_WHAT TO DO_. Show every line of the rows below that contains the string "query". Case counts.

Excerpts of bounding box data
┄┄┄┄┄┄┄┄┄┄

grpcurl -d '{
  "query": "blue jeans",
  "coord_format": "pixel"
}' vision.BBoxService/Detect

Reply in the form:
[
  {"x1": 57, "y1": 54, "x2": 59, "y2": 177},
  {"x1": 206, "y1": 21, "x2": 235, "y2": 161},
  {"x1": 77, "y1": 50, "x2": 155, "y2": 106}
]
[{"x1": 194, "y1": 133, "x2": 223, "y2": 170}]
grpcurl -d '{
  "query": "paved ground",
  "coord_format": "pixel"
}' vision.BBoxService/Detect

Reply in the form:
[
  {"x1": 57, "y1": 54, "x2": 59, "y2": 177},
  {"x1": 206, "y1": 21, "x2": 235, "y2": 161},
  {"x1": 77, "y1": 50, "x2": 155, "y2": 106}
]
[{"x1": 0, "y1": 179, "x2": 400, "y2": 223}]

┄┄┄┄┄┄┄┄┄┄

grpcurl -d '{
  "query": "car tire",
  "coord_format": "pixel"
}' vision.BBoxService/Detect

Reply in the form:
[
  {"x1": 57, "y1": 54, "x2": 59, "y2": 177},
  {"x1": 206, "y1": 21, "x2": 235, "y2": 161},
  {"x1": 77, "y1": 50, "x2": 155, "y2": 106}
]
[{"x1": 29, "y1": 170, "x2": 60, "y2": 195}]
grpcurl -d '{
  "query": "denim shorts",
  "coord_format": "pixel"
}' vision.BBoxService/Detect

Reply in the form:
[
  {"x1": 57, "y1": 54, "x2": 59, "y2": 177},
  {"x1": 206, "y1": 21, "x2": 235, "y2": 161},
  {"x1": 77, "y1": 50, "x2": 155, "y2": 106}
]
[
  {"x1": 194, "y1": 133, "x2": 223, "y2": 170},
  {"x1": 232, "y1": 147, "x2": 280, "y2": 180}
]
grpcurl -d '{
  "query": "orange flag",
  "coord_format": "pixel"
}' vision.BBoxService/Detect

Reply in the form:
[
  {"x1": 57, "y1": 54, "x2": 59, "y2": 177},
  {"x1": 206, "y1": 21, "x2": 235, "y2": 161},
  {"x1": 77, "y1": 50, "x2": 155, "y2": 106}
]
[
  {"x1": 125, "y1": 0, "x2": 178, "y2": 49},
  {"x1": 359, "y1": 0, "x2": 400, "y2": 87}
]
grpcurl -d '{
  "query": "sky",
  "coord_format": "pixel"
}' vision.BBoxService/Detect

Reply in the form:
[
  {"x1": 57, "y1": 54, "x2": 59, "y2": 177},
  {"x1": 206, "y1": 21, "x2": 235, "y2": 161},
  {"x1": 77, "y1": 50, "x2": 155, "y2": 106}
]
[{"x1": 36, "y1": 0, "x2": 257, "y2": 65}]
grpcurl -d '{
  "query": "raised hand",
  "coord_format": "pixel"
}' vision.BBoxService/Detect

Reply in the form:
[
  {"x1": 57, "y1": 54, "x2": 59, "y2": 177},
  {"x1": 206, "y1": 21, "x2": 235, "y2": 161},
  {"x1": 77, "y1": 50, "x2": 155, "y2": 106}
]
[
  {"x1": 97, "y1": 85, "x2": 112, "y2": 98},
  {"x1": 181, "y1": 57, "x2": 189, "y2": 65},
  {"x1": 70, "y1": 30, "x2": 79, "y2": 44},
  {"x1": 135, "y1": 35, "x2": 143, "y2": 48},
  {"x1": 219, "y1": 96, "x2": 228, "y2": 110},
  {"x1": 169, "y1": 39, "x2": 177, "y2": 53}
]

┄┄┄┄┄┄┄┄┄┄

_ANSWER BELOW_.
  "query": "blue jeans",
  "query": "paved ground",
  "query": "car tire",
  "query": "denim shorts",
  "query": "orange flag",
  "query": "sky",
  "query": "raised hand",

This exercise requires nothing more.